Morphea or localized scleroderma is characterized by thickening and hardening of skin and underlying tissues due to excessive collagen deposition by the activity of fibroblasts. In the United States 3 in one million individuals are affected by it. It is three times more common in females than in males and in Caucasians; however, it is equally prevalent in both children and adults.
What Is Morphea On Breast?
Localized morphea presents as one to several hard and thickened plaques, which are mostly superficial, but can be deep too. They are mostly present in the trunk area and breasts are commonly affected, in which nipples are uniformly spared. Breast associated morphea is commonly found in breast cancer irradiated patients and has an incidence of 1 in every 500. Although, morphea is mostly seen at the site of irradiation, but it is not uncommon for it to occur distant to the site of radiation.
Post irradiation fibrosis is more common that breast associated morphea. Fibrosis is a deep fascial and subcutaneous fibrosis, which may or may not be associated with inflammatory infiltrate. In contrast, radiation induced morphea is localized scleroderma that mostly affects the dermal layer caused by disturbance of the immune system, collagen metabolism and vascular system due to radiation therapy. Morphea consists of an inflammatory phase in the beginning, which subsequently leads to hardening and thickening of fibrotic tissue leading to pigmentation of the breast tissue.
There is no correlation between the ages of the patient, radiation dose or dose per fraction that pose as any risk factor for developing radiation induced morphea. However, systemic scleroderma is a potential risk factor that can lead to an exaggerated post irradiation fibrosis in patients with a history of systemic scleroderma. The pathogenesis behind radiation induced morphea is the formation of neoantigen due to tissue irritation by radiation therapy, which leads to transforming growth factor beta secretion. Transforming growth factor beta is associated with the activation of fibroblasts, which in turn synthesize collagen, thus fibrosis. Radiation induced morphea can be a slow occurring condition or a delayed response to irradiation, as there have been cases of radiation induced morphea as early as 1-12 months post irradiation and as delayed as 32 years after irradiation.
Morphea of the breast can mimic inflammatory breast disorders, both benign and malignant. About 75% of these cases have been misdiagnosed with inflammatory breast cancer or breast infections. So, if no predisposing factors are present, such as irradiation to the site, then it is reasonable to get an early tissue biopsy in patients with breast erythema with an unexplained cause. This can help reach a definitive diagnosis that will guide towards subsequent treatment options.

> **Saved data entries**

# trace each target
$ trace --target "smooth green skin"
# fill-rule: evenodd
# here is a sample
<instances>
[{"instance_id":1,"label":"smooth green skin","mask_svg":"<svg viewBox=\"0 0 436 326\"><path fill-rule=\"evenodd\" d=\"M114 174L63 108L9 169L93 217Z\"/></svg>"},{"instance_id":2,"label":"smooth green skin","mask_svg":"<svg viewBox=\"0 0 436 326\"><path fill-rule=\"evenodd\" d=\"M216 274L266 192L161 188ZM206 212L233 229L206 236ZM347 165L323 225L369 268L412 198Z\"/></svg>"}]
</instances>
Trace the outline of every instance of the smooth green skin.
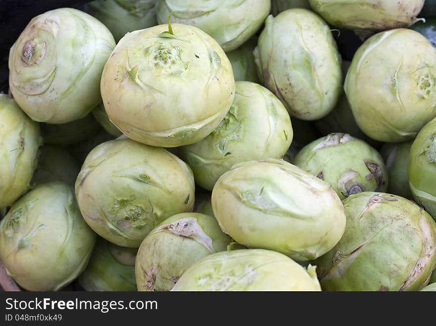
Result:
<instances>
[{"instance_id":1,"label":"smooth green skin","mask_svg":"<svg viewBox=\"0 0 436 326\"><path fill-rule=\"evenodd\" d=\"M270 15L254 51L262 83L291 117L316 120L333 110L342 88L341 58L330 27L306 9Z\"/></svg>"},{"instance_id":2,"label":"smooth green skin","mask_svg":"<svg viewBox=\"0 0 436 326\"><path fill-rule=\"evenodd\" d=\"M212 193L211 192L197 188L195 191L195 204L194 206L194 211L215 217L214 210L212 209Z\"/></svg>"},{"instance_id":3,"label":"smooth green skin","mask_svg":"<svg viewBox=\"0 0 436 326\"><path fill-rule=\"evenodd\" d=\"M436 292L436 283L427 285L423 288L421 291Z\"/></svg>"},{"instance_id":4,"label":"smooth green skin","mask_svg":"<svg viewBox=\"0 0 436 326\"><path fill-rule=\"evenodd\" d=\"M38 167L30 183L37 186L53 181L73 185L80 166L67 150L62 147L45 145L38 153Z\"/></svg>"},{"instance_id":5,"label":"smooth green skin","mask_svg":"<svg viewBox=\"0 0 436 326\"><path fill-rule=\"evenodd\" d=\"M407 27L417 20L424 0L309 0L329 24L355 31Z\"/></svg>"},{"instance_id":6,"label":"smooth green skin","mask_svg":"<svg viewBox=\"0 0 436 326\"><path fill-rule=\"evenodd\" d=\"M409 155L407 174L415 201L436 219L436 118L421 130Z\"/></svg>"},{"instance_id":7,"label":"smooth green skin","mask_svg":"<svg viewBox=\"0 0 436 326\"><path fill-rule=\"evenodd\" d=\"M225 251L230 238L213 216L182 213L145 237L135 271L138 291L169 291L185 271L207 256Z\"/></svg>"},{"instance_id":8,"label":"smooth green skin","mask_svg":"<svg viewBox=\"0 0 436 326\"><path fill-rule=\"evenodd\" d=\"M273 16L292 8L312 9L309 0L271 0L271 13Z\"/></svg>"},{"instance_id":9,"label":"smooth green skin","mask_svg":"<svg viewBox=\"0 0 436 326\"><path fill-rule=\"evenodd\" d=\"M10 49L10 91L36 121L83 118L101 100L102 71L114 47L108 28L87 13L71 8L45 12Z\"/></svg>"},{"instance_id":10,"label":"smooth green skin","mask_svg":"<svg viewBox=\"0 0 436 326\"><path fill-rule=\"evenodd\" d=\"M117 128L134 140L159 147L206 137L235 94L231 65L217 42L196 27L172 28L173 35L160 25L123 37L101 85L106 112Z\"/></svg>"},{"instance_id":11,"label":"smooth green skin","mask_svg":"<svg viewBox=\"0 0 436 326\"><path fill-rule=\"evenodd\" d=\"M414 202L383 193L343 201L345 232L315 261L323 290L418 291L436 266L436 223Z\"/></svg>"},{"instance_id":12,"label":"smooth green skin","mask_svg":"<svg viewBox=\"0 0 436 326\"><path fill-rule=\"evenodd\" d=\"M436 18L426 18L425 22L417 21L409 28L422 34L436 47Z\"/></svg>"},{"instance_id":13,"label":"smooth green skin","mask_svg":"<svg viewBox=\"0 0 436 326\"><path fill-rule=\"evenodd\" d=\"M313 260L337 243L344 207L329 184L280 160L233 166L212 192L221 230L249 248Z\"/></svg>"},{"instance_id":14,"label":"smooth green skin","mask_svg":"<svg viewBox=\"0 0 436 326\"><path fill-rule=\"evenodd\" d=\"M189 167L163 148L129 139L93 149L75 187L86 222L100 236L123 247L139 247L165 219L194 207Z\"/></svg>"},{"instance_id":15,"label":"smooth green skin","mask_svg":"<svg viewBox=\"0 0 436 326\"><path fill-rule=\"evenodd\" d=\"M11 97L0 94L0 208L29 189L42 142L39 124Z\"/></svg>"},{"instance_id":16,"label":"smooth green skin","mask_svg":"<svg viewBox=\"0 0 436 326\"><path fill-rule=\"evenodd\" d=\"M409 186L407 162L413 140L399 143L385 143L380 150L387 169L389 185L387 193L412 199Z\"/></svg>"},{"instance_id":17,"label":"smooth green skin","mask_svg":"<svg viewBox=\"0 0 436 326\"><path fill-rule=\"evenodd\" d=\"M362 130L377 140L398 142L413 139L436 116L435 78L436 50L419 33L400 28L363 43L344 87Z\"/></svg>"},{"instance_id":18,"label":"smooth green skin","mask_svg":"<svg viewBox=\"0 0 436 326\"><path fill-rule=\"evenodd\" d=\"M214 215L214 210L212 208L212 201L210 199L209 200L203 201L203 202L199 206L197 211L199 213L201 213L202 214L206 214L206 215L214 216L214 217L215 217L215 215Z\"/></svg>"},{"instance_id":19,"label":"smooth green skin","mask_svg":"<svg viewBox=\"0 0 436 326\"><path fill-rule=\"evenodd\" d=\"M293 162L295 156L303 147L322 135L315 128L314 123L311 121L292 118L292 130L294 131L292 142L283 156L283 159L290 163Z\"/></svg>"},{"instance_id":20,"label":"smooth green skin","mask_svg":"<svg viewBox=\"0 0 436 326\"><path fill-rule=\"evenodd\" d=\"M341 95L334 109L323 119L316 121L315 126L323 135L343 132L362 139L375 148L381 146L380 143L367 136L359 128L345 93Z\"/></svg>"},{"instance_id":21,"label":"smooth green skin","mask_svg":"<svg viewBox=\"0 0 436 326\"><path fill-rule=\"evenodd\" d=\"M253 55L253 50L257 44L257 39L252 37L237 49L227 53L227 57L232 65L235 80L259 82L257 68Z\"/></svg>"},{"instance_id":22,"label":"smooth green skin","mask_svg":"<svg viewBox=\"0 0 436 326\"><path fill-rule=\"evenodd\" d=\"M191 266L171 291L321 291L315 268L270 250L225 251Z\"/></svg>"},{"instance_id":23,"label":"smooth green skin","mask_svg":"<svg viewBox=\"0 0 436 326\"><path fill-rule=\"evenodd\" d=\"M226 52L239 48L254 35L270 13L270 0L157 0L158 22L164 24L171 13L175 23L198 27Z\"/></svg>"},{"instance_id":24,"label":"smooth green skin","mask_svg":"<svg viewBox=\"0 0 436 326\"><path fill-rule=\"evenodd\" d=\"M136 291L137 251L136 248L119 247L98 238L79 283L86 291Z\"/></svg>"},{"instance_id":25,"label":"smooth green skin","mask_svg":"<svg viewBox=\"0 0 436 326\"><path fill-rule=\"evenodd\" d=\"M113 135L106 130L102 129L93 137L68 146L68 150L81 165L85 161L86 156L94 148L103 142L113 140L114 139Z\"/></svg>"},{"instance_id":26,"label":"smooth green skin","mask_svg":"<svg viewBox=\"0 0 436 326\"><path fill-rule=\"evenodd\" d=\"M181 157L192 169L195 183L212 191L234 164L281 158L293 135L289 114L273 94L258 84L237 81L227 115L207 137L182 147Z\"/></svg>"},{"instance_id":27,"label":"smooth green skin","mask_svg":"<svg viewBox=\"0 0 436 326\"><path fill-rule=\"evenodd\" d=\"M119 131L116 126L109 119L103 103L97 105L96 108L92 110L92 115L100 126L114 137L118 137L122 134L122 132Z\"/></svg>"},{"instance_id":28,"label":"smooth green skin","mask_svg":"<svg viewBox=\"0 0 436 326\"><path fill-rule=\"evenodd\" d=\"M25 289L57 291L84 269L95 240L72 187L46 184L18 199L0 223L0 260Z\"/></svg>"},{"instance_id":29,"label":"smooth green skin","mask_svg":"<svg viewBox=\"0 0 436 326\"><path fill-rule=\"evenodd\" d=\"M330 133L304 147L293 164L331 185L341 200L356 193L387 190L379 152L347 133Z\"/></svg>"},{"instance_id":30,"label":"smooth green skin","mask_svg":"<svg viewBox=\"0 0 436 326\"><path fill-rule=\"evenodd\" d=\"M115 42L126 33L158 24L156 0L97 0L86 10L109 29Z\"/></svg>"},{"instance_id":31,"label":"smooth green skin","mask_svg":"<svg viewBox=\"0 0 436 326\"><path fill-rule=\"evenodd\" d=\"M41 124L45 144L64 146L82 141L95 135L100 125L90 114L85 118L61 125Z\"/></svg>"}]
</instances>

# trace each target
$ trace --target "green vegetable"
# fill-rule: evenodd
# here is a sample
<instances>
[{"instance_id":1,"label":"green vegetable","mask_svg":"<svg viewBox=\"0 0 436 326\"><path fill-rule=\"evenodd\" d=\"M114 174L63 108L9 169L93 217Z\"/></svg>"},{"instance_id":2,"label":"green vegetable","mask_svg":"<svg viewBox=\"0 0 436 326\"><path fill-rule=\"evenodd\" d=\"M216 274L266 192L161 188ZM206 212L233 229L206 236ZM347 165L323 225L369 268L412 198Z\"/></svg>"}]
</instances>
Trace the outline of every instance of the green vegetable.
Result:
<instances>
[{"instance_id":1,"label":"green vegetable","mask_svg":"<svg viewBox=\"0 0 436 326\"><path fill-rule=\"evenodd\" d=\"M265 22L254 58L262 82L291 116L321 119L337 102L341 59L330 27L306 9L290 9Z\"/></svg>"},{"instance_id":2,"label":"green vegetable","mask_svg":"<svg viewBox=\"0 0 436 326\"><path fill-rule=\"evenodd\" d=\"M436 50L420 33L400 28L370 37L354 55L344 84L358 125L381 141L413 138L436 116L435 76Z\"/></svg>"},{"instance_id":3,"label":"green vegetable","mask_svg":"<svg viewBox=\"0 0 436 326\"><path fill-rule=\"evenodd\" d=\"M191 266L172 291L321 291L315 268L270 250L225 251Z\"/></svg>"},{"instance_id":4,"label":"green vegetable","mask_svg":"<svg viewBox=\"0 0 436 326\"><path fill-rule=\"evenodd\" d=\"M387 173L377 150L347 133L330 133L303 148L293 164L328 182L341 200L353 194L386 191Z\"/></svg>"},{"instance_id":5,"label":"green vegetable","mask_svg":"<svg viewBox=\"0 0 436 326\"><path fill-rule=\"evenodd\" d=\"M413 140L409 140L386 143L380 150L387 169L387 192L408 199L412 197L407 176L407 162L413 142Z\"/></svg>"},{"instance_id":6,"label":"green vegetable","mask_svg":"<svg viewBox=\"0 0 436 326\"><path fill-rule=\"evenodd\" d=\"M95 240L72 187L46 184L18 199L0 223L0 260L25 289L57 291L84 269Z\"/></svg>"},{"instance_id":7,"label":"green vegetable","mask_svg":"<svg viewBox=\"0 0 436 326\"><path fill-rule=\"evenodd\" d=\"M61 125L41 124L45 144L71 145L89 139L98 132L100 126L90 114L85 118Z\"/></svg>"},{"instance_id":8,"label":"green vegetable","mask_svg":"<svg viewBox=\"0 0 436 326\"><path fill-rule=\"evenodd\" d=\"M257 68L253 55L253 50L257 44L256 39L252 37L237 49L227 53L227 56L232 65L235 80L259 82Z\"/></svg>"},{"instance_id":9,"label":"green vegetable","mask_svg":"<svg viewBox=\"0 0 436 326\"><path fill-rule=\"evenodd\" d=\"M436 283L436 269L433 271L433 272L432 273L432 276L430 277L430 280L429 282L429 284L432 284L432 283Z\"/></svg>"},{"instance_id":10,"label":"green vegetable","mask_svg":"<svg viewBox=\"0 0 436 326\"><path fill-rule=\"evenodd\" d=\"M434 283L429 285L427 285L422 289L421 291L429 291L432 292L436 291L436 283Z\"/></svg>"},{"instance_id":11,"label":"green vegetable","mask_svg":"<svg viewBox=\"0 0 436 326\"><path fill-rule=\"evenodd\" d=\"M173 24L173 34L169 27L121 39L105 66L101 90L109 118L124 134L171 147L198 141L217 128L233 101L235 82L215 40L192 26Z\"/></svg>"},{"instance_id":12,"label":"green vegetable","mask_svg":"<svg viewBox=\"0 0 436 326\"><path fill-rule=\"evenodd\" d=\"M212 207L237 242L299 261L330 250L345 227L343 206L330 185L279 160L234 165L214 187Z\"/></svg>"},{"instance_id":13,"label":"green vegetable","mask_svg":"<svg viewBox=\"0 0 436 326\"><path fill-rule=\"evenodd\" d=\"M342 93L339 101L330 113L315 122L315 126L323 135L334 132L343 132L362 139L375 148L381 144L370 138L362 131L353 116L353 112L348 104L345 93Z\"/></svg>"},{"instance_id":14,"label":"green vegetable","mask_svg":"<svg viewBox=\"0 0 436 326\"><path fill-rule=\"evenodd\" d=\"M234 164L280 158L292 140L291 120L278 99L260 85L236 84L233 102L218 127L204 139L181 148L196 183L207 190Z\"/></svg>"},{"instance_id":15,"label":"green vegetable","mask_svg":"<svg viewBox=\"0 0 436 326\"><path fill-rule=\"evenodd\" d=\"M158 24L156 0L97 0L86 11L104 24L118 42L129 32Z\"/></svg>"},{"instance_id":16,"label":"green vegetable","mask_svg":"<svg viewBox=\"0 0 436 326\"><path fill-rule=\"evenodd\" d=\"M114 137L103 129L95 136L85 140L73 144L68 149L71 155L81 165L86 158L87 155L95 147L102 142L113 140Z\"/></svg>"},{"instance_id":17,"label":"green vegetable","mask_svg":"<svg viewBox=\"0 0 436 326\"><path fill-rule=\"evenodd\" d=\"M345 232L317 260L323 290L417 291L436 266L436 223L399 196L365 192L343 201Z\"/></svg>"},{"instance_id":18,"label":"green vegetable","mask_svg":"<svg viewBox=\"0 0 436 326\"><path fill-rule=\"evenodd\" d=\"M80 171L80 165L68 151L62 147L45 145L40 149L38 167L31 184L39 185L62 181L74 185Z\"/></svg>"},{"instance_id":19,"label":"green vegetable","mask_svg":"<svg viewBox=\"0 0 436 326\"><path fill-rule=\"evenodd\" d=\"M195 205L194 207L194 211L215 217L211 200L212 193L199 189L201 188L197 188L195 192Z\"/></svg>"},{"instance_id":20,"label":"green vegetable","mask_svg":"<svg viewBox=\"0 0 436 326\"><path fill-rule=\"evenodd\" d=\"M407 174L413 198L436 219L436 119L421 130L410 148Z\"/></svg>"},{"instance_id":21,"label":"green vegetable","mask_svg":"<svg viewBox=\"0 0 436 326\"><path fill-rule=\"evenodd\" d=\"M0 208L11 205L29 189L42 142L39 124L12 97L0 94Z\"/></svg>"},{"instance_id":22,"label":"green vegetable","mask_svg":"<svg viewBox=\"0 0 436 326\"><path fill-rule=\"evenodd\" d=\"M416 18L424 0L309 0L313 10L330 25L366 36L407 27Z\"/></svg>"},{"instance_id":23,"label":"green vegetable","mask_svg":"<svg viewBox=\"0 0 436 326\"><path fill-rule=\"evenodd\" d=\"M164 24L173 12L174 22L194 26L215 39L226 52L239 48L260 28L270 0L157 0L158 22Z\"/></svg>"},{"instance_id":24,"label":"green vegetable","mask_svg":"<svg viewBox=\"0 0 436 326\"><path fill-rule=\"evenodd\" d=\"M119 247L101 238L79 283L86 291L136 291L136 248Z\"/></svg>"},{"instance_id":25,"label":"green vegetable","mask_svg":"<svg viewBox=\"0 0 436 326\"><path fill-rule=\"evenodd\" d=\"M315 128L314 123L311 121L305 121L293 118L292 129L294 131L292 142L283 156L283 159L290 163L293 162L295 156L303 147L321 135Z\"/></svg>"},{"instance_id":26,"label":"green vegetable","mask_svg":"<svg viewBox=\"0 0 436 326\"><path fill-rule=\"evenodd\" d=\"M114 137L118 137L122 134L122 132L109 120L103 103L97 105L92 111L92 115L105 130Z\"/></svg>"},{"instance_id":27,"label":"green vegetable","mask_svg":"<svg viewBox=\"0 0 436 326\"><path fill-rule=\"evenodd\" d=\"M75 186L86 222L123 247L139 247L165 219L194 207L194 177L186 164L163 148L128 139L93 149Z\"/></svg>"},{"instance_id":28,"label":"green vegetable","mask_svg":"<svg viewBox=\"0 0 436 326\"><path fill-rule=\"evenodd\" d=\"M182 213L167 218L141 244L135 265L139 291L169 291L201 259L225 251L230 239L212 216Z\"/></svg>"},{"instance_id":29,"label":"green vegetable","mask_svg":"<svg viewBox=\"0 0 436 326\"><path fill-rule=\"evenodd\" d=\"M45 12L10 49L10 91L36 121L83 118L101 101L102 71L114 47L109 30L87 13L71 8Z\"/></svg>"}]
</instances>

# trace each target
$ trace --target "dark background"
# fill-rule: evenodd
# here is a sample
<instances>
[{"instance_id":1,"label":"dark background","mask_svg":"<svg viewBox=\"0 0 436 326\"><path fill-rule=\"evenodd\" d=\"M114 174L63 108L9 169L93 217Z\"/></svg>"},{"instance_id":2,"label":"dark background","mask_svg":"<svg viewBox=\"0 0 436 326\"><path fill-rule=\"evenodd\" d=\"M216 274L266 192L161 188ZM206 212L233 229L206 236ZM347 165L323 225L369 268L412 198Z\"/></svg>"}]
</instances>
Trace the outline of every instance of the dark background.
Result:
<instances>
[{"instance_id":1,"label":"dark background","mask_svg":"<svg viewBox=\"0 0 436 326\"><path fill-rule=\"evenodd\" d=\"M30 20L48 10L71 7L81 9L90 0L0 0L0 92L8 91L9 50ZM262 29L261 29L261 31ZM344 60L351 61L362 43L349 30L333 31Z\"/></svg>"}]
</instances>

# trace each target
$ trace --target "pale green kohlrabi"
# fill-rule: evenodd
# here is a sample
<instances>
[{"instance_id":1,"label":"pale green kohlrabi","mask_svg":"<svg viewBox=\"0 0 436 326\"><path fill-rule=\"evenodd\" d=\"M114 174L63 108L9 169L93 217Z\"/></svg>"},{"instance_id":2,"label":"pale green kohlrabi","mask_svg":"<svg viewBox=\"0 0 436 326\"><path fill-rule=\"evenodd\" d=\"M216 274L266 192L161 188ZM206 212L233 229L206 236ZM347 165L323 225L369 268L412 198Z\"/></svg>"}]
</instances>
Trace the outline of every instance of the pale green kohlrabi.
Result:
<instances>
[{"instance_id":1,"label":"pale green kohlrabi","mask_svg":"<svg viewBox=\"0 0 436 326\"><path fill-rule=\"evenodd\" d=\"M91 114L84 118L60 125L41 124L44 144L64 146L82 141L96 135L100 125Z\"/></svg>"},{"instance_id":2,"label":"pale green kohlrabi","mask_svg":"<svg viewBox=\"0 0 436 326\"><path fill-rule=\"evenodd\" d=\"M103 142L113 140L115 138L106 130L101 129L96 135L69 146L68 150L81 166L86 156L95 147Z\"/></svg>"},{"instance_id":3,"label":"pale green kohlrabi","mask_svg":"<svg viewBox=\"0 0 436 326\"><path fill-rule=\"evenodd\" d=\"M26 290L56 291L83 270L95 240L72 186L46 184L18 199L0 223L0 260Z\"/></svg>"},{"instance_id":4,"label":"pale green kohlrabi","mask_svg":"<svg viewBox=\"0 0 436 326\"><path fill-rule=\"evenodd\" d=\"M191 266L172 291L321 291L315 268L270 250L225 251Z\"/></svg>"},{"instance_id":5,"label":"pale green kohlrabi","mask_svg":"<svg viewBox=\"0 0 436 326\"><path fill-rule=\"evenodd\" d=\"M407 176L407 163L413 143L413 140L387 142L380 149L387 170L387 193L408 199L412 198Z\"/></svg>"},{"instance_id":6,"label":"pale green kohlrabi","mask_svg":"<svg viewBox=\"0 0 436 326\"><path fill-rule=\"evenodd\" d=\"M327 291L419 291L436 265L436 223L402 197L365 192L343 201L345 232L317 259Z\"/></svg>"},{"instance_id":7,"label":"pale green kohlrabi","mask_svg":"<svg viewBox=\"0 0 436 326\"><path fill-rule=\"evenodd\" d=\"M212 207L235 241L297 261L328 252L345 228L344 206L331 186L280 160L234 165L214 187Z\"/></svg>"},{"instance_id":8,"label":"pale green kohlrabi","mask_svg":"<svg viewBox=\"0 0 436 326\"><path fill-rule=\"evenodd\" d=\"M39 124L11 97L0 94L0 208L11 205L29 189L42 143Z\"/></svg>"},{"instance_id":9,"label":"pale green kohlrabi","mask_svg":"<svg viewBox=\"0 0 436 326\"><path fill-rule=\"evenodd\" d=\"M86 291L136 291L136 248L119 247L97 239L79 283Z\"/></svg>"},{"instance_id":10,"label":"pale green kohlrabi","mask_svg":"<svg viewBox=\"0 0 436 326\"><path fill-rule=\"evenodd\" d=\"M282 103L268 89L237 81L230 110L204 139L181 148L195 182L207 190L234 164L281 158L292 140L292 127Z\"/></svg>"},{"instance_id":11,"label":"pale green kohlrabi","mask_svg":"<svg viewBox=\"0 0 436 326\"><path fill-rule=\"evenodd\" d=\"M347 133L330 133L313 141L300 151L293 164L330 184L341 200L357 193L387 189L382 156Z\"/></svg>"},{"instance_id":12,"label":"pale green kohlrabi","mask_svg":"<svg viewBox=\"0 0 436 326\"><path fill-rule=\"evenodd\" d=\"M261 81L291 117L316 120L336 105L342 89L340 56L330 27L310 10L270 15L254 58Z\"/></svg>"},{"instance_id":13,"label":"pale green kohlrabi","mask_svg":"<svg viewBox=\"0 0 436 326\"><path fill-rule=\"evenodd\" d=\"M271 0L271 13L274 16L293 8L312 9L309 0Z\"/></svg>"},{"instance_id":14,"label":"pale green kohlrabi","mask_svg":"<svg viewBox=\"0 0 436 326\"><path fill-rule=\"evenodd\" d=\"M101 100L103 67L115 47L92 16L71 8L34 18L10 49L9 86L32 119L63 124L83 118Z\"/></svg>"},{"instance_id":15,"label":"pale green kohlrabi","mask_svg":"<svg viewBox=\"0 0 436 326\"><path fill-rule=\"evenodd\" d=\"M93 149L76 181L80 211L99 235L138 248L165 219L192 211L194 176L177 156L129 139Z\"/></svg>"},{"instance_id":16,"label":"pale green kohlrabi","mask_svg":"<svg viewBox=\"0 0 436 326\"><path fill-rule=\"evenodd\" d=\"M351 64L351 61L342 61L341 66L343 76L346 75ZM343 89L341 90L341 95L334 108L324 118L315 121L315 124L323 136L342 132L362 139L375 148L380 148L382 146L381 143L367 136L359 128Z\"/></svg>"},{"instance_id":17,"label":"pale green kohlrabi","mask_svg":"<svg viewBox=\"0 0 436 326\"><path fill-rule=\"evenodd\" d=\"M298 152L305 146L316 140L322 135L315 128L313 121L300 120L292 118L292 130L294 136L289 149L283 156L283 159L292 163Z\"/></svg>"},{"instance_id":18,"label":"pale green kohlrabi","mask_svg":"<svg viewBox=\"0 0 436 326\"><path fill-rule=\"evenodd\" d=\"M45 145L38 154L38 167L31 184L39 185L53 181L74 185L80 171L80 166L65 149Z\"/></svg>"},{"instance_id":19,"label":"pale green kohlrabi","mask_svg":"<svg viewBox=\"0 0 436 326\"><path fill-rule=\"evenodd\" d=\"M134 140L159 147L198 141L218 127L235 93L217 42L187 25L129 33L105 66L102 97L110 121Z\"/></svg>"},{"instance_id":20,"label":"pale green kohlrabi","mask_svg":"<svg viewBox=\"0 0 436 326\"><path fill-rule=\"evenodd\" d=\"M97 0L85 10L104 24L115 42L129 32L157 25L156 0Z\"/></svg>"},{"instance_id":21,"label":"pale green kohlrabi","mask_svg":"<svg viewBox=\"0 0 436 326\"><path fill-rule=\"evenodd\" d=\"M407 176L415 200L436 220L436 118L420 130L409 154Z\"/></svg>"},{"instance_id":22,"label":"pale green kohlrabi","mask_svg":"<svg viewBox=\"0 0 436 326\"><path fill-rule=\"evenodd\" d=\"M215 217L212 209L212 193L205 190L202 190L198 187L195 190L195 204L194 211Z\"/></svg>"},{"instance_id":23,"label":"pale green kohlrabi","mask_svg":"<svg viewBox=\"0 0 436 326\"><path fill-rule=\"evenodd\" d=\"M237 49L261 27L271 6L270 0L158 0L160 24L168 16L174 22L194 26L213 37L226 52Z\"/></svg>"},{"instance_id":24,"label":"pale green kohlrabi","mask_svg":"<svg viewBox=\"0 0 436 326\"><path fill-rule=\"evenodd\" d=\"M105 130L114 137L120 136L122 133L109 120L103 103L101 103L92 110L92 115Z\"/></svg>"},{"instance_id":25,"label":"pale green kohlrabi","mask_svg":"<svg viewBox=\"0 0 436 326\"><path fill-rule=\"evenodd\" d=\"M181 213L167 218L139 247L135 264L138 291L169 291L189 267L225 251L230 241L212 216Z\"/></svg>"},{"instance_id":26,"label":"pale green kohlrabi","mask_svg":"<svg viewBox=\"0 0 436 326\"><path fill-rule=\"evenodd\" d=\"M436 116L435 78L436 50L418 32L399 28L361 46L344 88L362 131L397 142L413 139Z\"/></svg>"},{"instance_id":27,"label":"pale green kohlrabi","mask_svg":"<svg viewBox=\"0 0 436 326\"><path fill-rule=\"evenodd\" d=\"M418 19L424 0L309 0L313 10L329 24L362 36L407 27Z\"/></svg>"},{"instance_id":28,"label":"pale green kohlrabi","mask_svg":"<svg viewBox=\"0 0 436 326\"><path fill-rule=\"evenodd\" d=\"M227 53L227 57L232 65L235 80L259 82L253 55L253 51L257 44L257 39L253 37L236 50Z\"/></svg>"}]
</instances>

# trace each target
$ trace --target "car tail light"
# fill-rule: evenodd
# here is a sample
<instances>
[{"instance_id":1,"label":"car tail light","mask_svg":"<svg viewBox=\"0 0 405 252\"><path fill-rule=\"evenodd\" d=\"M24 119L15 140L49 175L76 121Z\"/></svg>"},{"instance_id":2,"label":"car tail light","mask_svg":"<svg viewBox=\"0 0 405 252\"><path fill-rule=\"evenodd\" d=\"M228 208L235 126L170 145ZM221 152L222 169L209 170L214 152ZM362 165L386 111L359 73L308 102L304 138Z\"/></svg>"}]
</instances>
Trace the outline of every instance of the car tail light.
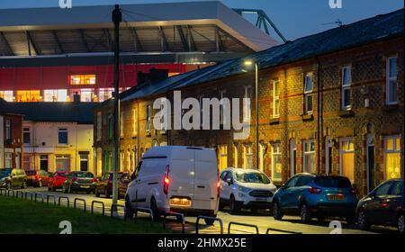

> **WHAT IS EXPECTED**
Edit the passage about morphea from the words "Morphea or localized" through the words "Morphea On Breast?", and replace "individuals" with "people". You do not need the data to complete this work.

> **RESPONSE TO THE EXERCISE**
Morphea or localized scleroderma is characterized by thickening and hardening of skin and underlying tissues due to excessive collagen deposition by the activity of fibroblasts. In the United States 3 in one million people are affected by it. It is three times more common in females than in males and in Caucasians; however, it is equally prevalent in both children and adults.
What Is Morphea On Breast?